▶ _Given text_:
........

1964 Cupa României final
- Event: 1963–64 Cupa României
| Dinamo București | Steaua București |
| 5 | 3 |
- Date: 19 July 1964
- Venue: 23 August, Bucharest
- Referee: Andries Van den Leeuwen (NED)
- Attendance: 70,000

= 1964 Cupa României final =

The 1964 Cupa României final was the 26th finals match of Romania's most prestigious football cup competition. It was disputed between Dinamo București and Steaua București, and was won by Dinamo București after a game with a total of 8 goals. It was the 2nd cup win for Dinamo București.

........

▶ _Dataset records_:
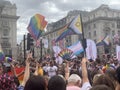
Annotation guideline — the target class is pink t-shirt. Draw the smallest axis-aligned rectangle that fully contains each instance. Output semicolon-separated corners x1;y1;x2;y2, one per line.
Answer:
66;86;80;90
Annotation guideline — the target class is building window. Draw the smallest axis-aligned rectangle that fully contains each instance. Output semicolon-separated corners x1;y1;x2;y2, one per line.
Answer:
112;31;115;36
94;31;96;36
117;21;120;28
3;29;9;36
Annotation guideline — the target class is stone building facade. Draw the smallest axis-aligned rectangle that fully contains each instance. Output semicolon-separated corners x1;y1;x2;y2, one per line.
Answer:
0;0;19;58
44;5;120;54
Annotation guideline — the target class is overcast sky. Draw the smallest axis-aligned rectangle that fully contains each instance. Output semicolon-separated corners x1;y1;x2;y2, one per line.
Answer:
5;0;120;42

........

Echo the passage of the 1964 cup final text from "The 1964 Cupa" up to and including "for Dinamo București.". The records that accompany the text have no connection to it.

The 1964 Cupa României final was the 26th finals match of Romania's most prestigious football cup competition. It was disputed between Dinamo București and Steaua București, and was won by Dinamo București after a game with a total of 8 goals. It was the 2nd cup win for Dinamo București.